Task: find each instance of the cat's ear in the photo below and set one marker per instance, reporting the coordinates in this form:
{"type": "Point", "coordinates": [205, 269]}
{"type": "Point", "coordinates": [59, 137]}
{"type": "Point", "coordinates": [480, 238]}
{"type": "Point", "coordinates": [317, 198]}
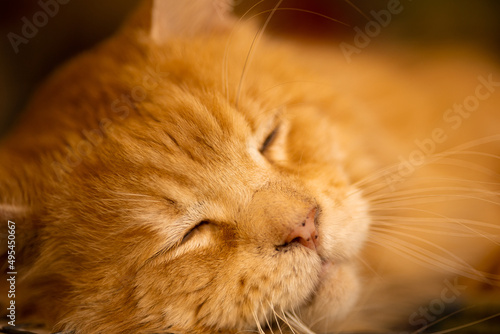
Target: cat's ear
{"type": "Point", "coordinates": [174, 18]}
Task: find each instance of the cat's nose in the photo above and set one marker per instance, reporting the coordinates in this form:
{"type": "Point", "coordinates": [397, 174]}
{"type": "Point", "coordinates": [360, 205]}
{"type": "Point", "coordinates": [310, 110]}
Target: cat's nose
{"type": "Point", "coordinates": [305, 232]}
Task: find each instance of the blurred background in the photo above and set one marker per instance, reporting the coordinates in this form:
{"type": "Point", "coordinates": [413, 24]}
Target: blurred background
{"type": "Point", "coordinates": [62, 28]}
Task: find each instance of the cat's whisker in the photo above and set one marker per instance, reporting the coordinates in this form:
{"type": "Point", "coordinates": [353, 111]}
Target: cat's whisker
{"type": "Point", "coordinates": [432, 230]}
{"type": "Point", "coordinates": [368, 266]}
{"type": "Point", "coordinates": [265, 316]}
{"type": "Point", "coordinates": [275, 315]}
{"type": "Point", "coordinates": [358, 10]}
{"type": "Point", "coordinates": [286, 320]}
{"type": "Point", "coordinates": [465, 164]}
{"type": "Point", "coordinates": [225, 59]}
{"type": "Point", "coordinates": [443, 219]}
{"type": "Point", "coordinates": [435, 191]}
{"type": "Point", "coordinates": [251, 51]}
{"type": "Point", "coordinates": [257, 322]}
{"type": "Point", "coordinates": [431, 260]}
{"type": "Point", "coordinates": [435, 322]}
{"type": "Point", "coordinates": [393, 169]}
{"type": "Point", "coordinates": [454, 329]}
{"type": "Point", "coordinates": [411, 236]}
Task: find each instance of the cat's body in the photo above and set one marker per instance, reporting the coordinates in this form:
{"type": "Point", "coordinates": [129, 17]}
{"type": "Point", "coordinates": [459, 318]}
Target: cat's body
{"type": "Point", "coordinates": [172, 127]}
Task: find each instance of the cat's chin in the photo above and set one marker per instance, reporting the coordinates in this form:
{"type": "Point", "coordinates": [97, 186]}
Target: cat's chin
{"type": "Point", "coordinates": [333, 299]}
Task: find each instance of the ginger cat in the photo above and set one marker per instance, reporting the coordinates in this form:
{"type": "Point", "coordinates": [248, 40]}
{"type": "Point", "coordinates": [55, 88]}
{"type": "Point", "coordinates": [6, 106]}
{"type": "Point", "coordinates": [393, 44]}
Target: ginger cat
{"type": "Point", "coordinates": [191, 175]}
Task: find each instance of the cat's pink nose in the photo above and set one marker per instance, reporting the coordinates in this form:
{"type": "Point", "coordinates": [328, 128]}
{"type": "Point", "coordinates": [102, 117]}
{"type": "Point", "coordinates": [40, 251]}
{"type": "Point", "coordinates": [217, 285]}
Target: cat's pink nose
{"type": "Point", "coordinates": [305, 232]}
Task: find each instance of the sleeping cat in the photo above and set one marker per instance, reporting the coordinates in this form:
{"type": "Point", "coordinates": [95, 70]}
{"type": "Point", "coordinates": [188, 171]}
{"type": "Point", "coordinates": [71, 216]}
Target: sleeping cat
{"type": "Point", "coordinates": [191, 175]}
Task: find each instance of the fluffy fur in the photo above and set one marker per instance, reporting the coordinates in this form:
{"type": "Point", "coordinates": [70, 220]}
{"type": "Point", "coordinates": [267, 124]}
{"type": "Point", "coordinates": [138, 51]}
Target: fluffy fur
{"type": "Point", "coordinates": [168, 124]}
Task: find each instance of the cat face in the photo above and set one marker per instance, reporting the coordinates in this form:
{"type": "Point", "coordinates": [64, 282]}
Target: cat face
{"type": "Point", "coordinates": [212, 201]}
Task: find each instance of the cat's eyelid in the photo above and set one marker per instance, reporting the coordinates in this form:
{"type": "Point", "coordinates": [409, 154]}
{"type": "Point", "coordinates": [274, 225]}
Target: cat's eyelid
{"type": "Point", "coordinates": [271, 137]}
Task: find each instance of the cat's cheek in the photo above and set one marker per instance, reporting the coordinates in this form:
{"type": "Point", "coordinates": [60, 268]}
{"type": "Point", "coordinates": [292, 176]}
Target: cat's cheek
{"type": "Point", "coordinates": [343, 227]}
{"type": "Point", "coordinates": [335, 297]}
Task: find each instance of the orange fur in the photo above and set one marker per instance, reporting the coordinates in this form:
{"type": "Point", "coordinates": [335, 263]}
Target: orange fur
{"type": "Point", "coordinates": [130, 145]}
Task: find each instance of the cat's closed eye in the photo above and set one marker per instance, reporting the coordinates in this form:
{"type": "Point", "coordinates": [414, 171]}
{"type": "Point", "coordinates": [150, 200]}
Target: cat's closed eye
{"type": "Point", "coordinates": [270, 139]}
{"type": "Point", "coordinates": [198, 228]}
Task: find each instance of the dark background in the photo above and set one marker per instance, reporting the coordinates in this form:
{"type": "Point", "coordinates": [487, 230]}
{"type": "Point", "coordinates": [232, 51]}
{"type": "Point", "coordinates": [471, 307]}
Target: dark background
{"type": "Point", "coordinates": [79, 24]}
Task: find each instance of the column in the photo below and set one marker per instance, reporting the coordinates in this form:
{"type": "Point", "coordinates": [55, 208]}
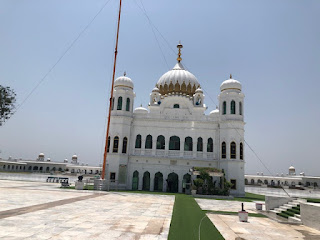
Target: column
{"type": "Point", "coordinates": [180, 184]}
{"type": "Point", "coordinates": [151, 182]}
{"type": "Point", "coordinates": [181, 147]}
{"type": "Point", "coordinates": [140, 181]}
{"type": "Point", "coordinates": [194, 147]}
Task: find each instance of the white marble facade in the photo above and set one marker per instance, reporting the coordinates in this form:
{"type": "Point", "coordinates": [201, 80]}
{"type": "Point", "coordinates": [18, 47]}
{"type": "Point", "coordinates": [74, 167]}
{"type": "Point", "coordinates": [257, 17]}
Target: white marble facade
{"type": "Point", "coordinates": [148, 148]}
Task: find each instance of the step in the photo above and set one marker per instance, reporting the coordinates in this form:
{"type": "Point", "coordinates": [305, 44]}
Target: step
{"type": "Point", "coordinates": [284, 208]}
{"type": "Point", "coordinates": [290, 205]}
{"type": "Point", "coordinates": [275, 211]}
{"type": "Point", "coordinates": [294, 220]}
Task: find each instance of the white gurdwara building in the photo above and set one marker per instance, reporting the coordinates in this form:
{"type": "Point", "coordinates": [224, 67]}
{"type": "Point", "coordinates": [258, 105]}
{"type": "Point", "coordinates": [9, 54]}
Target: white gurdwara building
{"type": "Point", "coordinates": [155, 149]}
★ ★ ★ ★ ★ ★ ★
■ WHAT IS REQUIRED
In your copy, repeat the records above exactly and include no images.

■ ANSWER TO THE PROBLEM
Task: find each instance of the cat's ear in the photo below and set one marker per instance, reporting the coordinates in this form:
{"type": "Point", "coordinates": [205, 269]}
{"type": "Point", "coordinates": [59, 137]}
{"type": "Point", "coordinates": [480, 238]}
{"type": "Point", "coordinates": [317, 198]}
Target: cat's ear
{"type": "Point", "coordinates": [174, 18]}
Task: find each instance of the cat's nose in the photo above and set one marker per instance, reporting the coordinates in this form:
{"type": "Point", "coordinates": [397, 174]}
{"type": "Point", "coordinates": [360, 205]}
{"type": "Point", "coordinates": [310, 110]}
Target: cat's nose
{"type": "Point", "coordinates": [305, 232]}
Task: find each instance of the blurred background in the photo above and set one marker per instance, reporting the coordinates in this form:
{"type": "Point", "coordinates": [413, 24]}
Target: blurred background
{"type": "Point", "coordinates": [62, 28]}
Task: find each instance of the cat's whisker in the photo above and set one marker per instance, reporting the coordinates in this form:
{"type": "Point", "coordinates": [353, 111]}
Target: cat's whisker
{"type": "Point", "coordinates": [432, 230]}
{"type": "Point", "coordinates": [368, 266]}
{"type": "Point", "coordinates": [265, 316]}
{"type": "Point", "coordinates": [275, 315]}
{"type": "Point", "coordinates": [358, 10]}
{"type": "Point", "coordinates": [286, 320]}
{"type": "Point", "coordinates": [465, 164]}
{"type": "Point", "coordinates": [225, 59]}
{"type": "Point", "coordinates": [443, 219]}
{"type": "Point", "coordinates": [435, 191]}
{"type": "Point", "coordinates": [251, 51]}
{"type": "Point", "coordinates": [257, 322]}
{"type": "Point", "coordinates": [431, 260]}
{"type": "Point", "coordinates": [435, 322]}
{"type": "Point", "coordinates": [393, 169]}
{"type": "Point", "coordinates": [454, 329]}
{"type": "Point", "coordinates": [411, 236]}
Task: find each instance of the cat's body in the photo above and set one marker per instance, reporting the coordinates in this form:
{"type": "Point", "coordinates": [129, 17]}
{"type": "Point", "coordinates": [459, 318]}
Target: cat's body
{"type": "Point", "coordinates": [172, 127]}
Task: find each instance of the cat's chin in the photo above and set one marker per instance, reporting the coordinates in this form:
{"type": "Point", "coordinates": [97, 186]}
Target: cat's chin
{"type": "Point", "coordinates": [333, 299]}
Task: find each instance of the ginger cat in the photo above and set one marker per instance, reporting the coordinates in this form:
{"type": "Point", "coordinates": [248, 40]}
{"type": "Point", "coordinates": [55, 88]}
{"type": "Point", "coordinates": [6, 106]}
{"type": "Point", "coordinates": [393, 44]}
Target: ginger cat
{"type": "Point", "coordinates": [191, 175]}
Task: find each instance of the cat's pink nose in the photo above and set one marker per instance, reporting the coordinates in this form:
{"type": "Point", "coordinates": [328, 128]}
{"type": "Point", "coordinates": [102, 117]}
{"type": "Point", "coordinates": [40, 251]}
{"type": "Point", "coordinates": [217, 285]}
Target: cat's pink nose
{"type": "Point", "coordinates": [305, 232]}
Task: find each instance of the sleeping cat in the photo above and set one marker per instance, reporting the coordinates in this form:
{"type": "Point", "coordinates": [95, 70]}
{"type": "Point", "coordinates": [188, 171]}
{"type": "Point", "coordinates": [71, 216]}
Target: sleeping cat
{"type": "Point", "coordinates": [191, 175]}
Task: find each instance of the fluffy fur in the photo above and set one marker per instance, reporting the coordinates in this form:
{"type": "Point", "coordinates": [70, 220]}
{"type": "Point", "coordinates": [267, 124]}
{"type": "Point", "coordinates": [138, 51]}
Target: fluffy fur
{"type": "Point", "coordinates": [168, 124]}
Task: find each instance of the cat face in the photo above and set one marker per instance, reporting the coordinates in this form:
{"type": "Point", "coordinates": [64, 282]}
Target: cat face
{"type": "Point", "coordinates": [212, 201]}
Task: find each instance of the cat's eyelid in the photo above and set one marker per instance, reporting the coordinates in this form:
{"type": "Point", "coordinates": [409, 154]}
{"type": "Point", "coordinates": [274, 225]}
Target: cat's eyelid
{"type": "Point", "coordinates": [271, 137]}
Task: find each instance of the cat's cheek in the photo above and set one marker per instance, reporting the coordinates in this form:
{"type": "Point", "coordinates": [60, 268]}
{"type": "Point", "coordinates": [292, 176]}
Target: cat's cheek
{"type": "Point", "coordinates": [343, 227]}
{"type": "Point", "coordinates": [335, 297]}
Task: find each instance of the orange fur in the photo above and set one marker per instance, reporting the coordinates in this form:
{"type": "Point", "coordinates": [335, 263]}
Target: orange fur
{"type": "Point", "coordinates": [130, 145]}
Task: find each instance of the cat's closed eye in the photo above and set one marker per instance, reporting the coordinates in this form:
{"type": "Point", "coordinates": [414, 171]}
{"type": "Point", "coordinates": [150, 200]}
Target: cat's closed eye
{"type": "Point", "coordinates": [270, 139]}
{"type": "Point", "coordinates": [198, 228]}
Task: find each instance of the dark background in the photo above and set one marker per instance, reporting the coordinates in this form:
{"type": "Point", "coordinates": [487, 230]}
{"type": "Point", "coordinates": [232, 51]}
{"type": "Point", "coordinates": [471, 307]}
Target: dark background
{"type": "Point", "coordinates": [79, 24]}
Task: find each instance of the column in the photo below and set one marker per instance, reporting the coordinates in this form:
{"type": "Point", "coordinates": [55, 208]}
Target: column
{"type": "Point", "coordinates": [180, 184]}
{"type": "Point", "coordinates": [151, 182]}
{"type": "Point", "coordinates": [181, 147]}
{"type": "Point", "coordinates": [140, 181]}
{"type": "Point", "coordinates": [194, 147]}
Task: find each instance of the white marble facade in the photo above and set one marker per instance, reporting the coordinates in this form:
{"type": "Point", "coordinates": [201, 80]}
{"type": "Point", "coordinates": [18, 47]}
{"type": "Point", "coordinates": [74, 167]}
{"type": "Point", "coordinates": [257, 17]}
Target: white marble facade
{"type": "Point", "coordinates": [148, 148]}
Task: find each instance of the step in the photo above and set one marker per instance, reporting the coordinates in this form:
{"type": "Point", "coordinates": [305, 44]}
Target: step
{"type": "Point", "coordinates": [284, 208]}
{"type": "Point", "coordinates": [290, 205]}
{"type": "Point", "coordinates": [275, 211]}
{"type": "Point", "coordinates": [294, 220]}
Task: find each instance of the white gurdwara building in the photo above and set one marker per instance, reporting the coordinates in this form:
{"type": "Point", "coordinates": [224, 67]}
{"type": "Point", "coordinates": [258, 105]}
{"type": "Point", "coordinates": [9, 54]}
Target: white gurdwara building
{"type": "Point", "coordinates": [155, 149]}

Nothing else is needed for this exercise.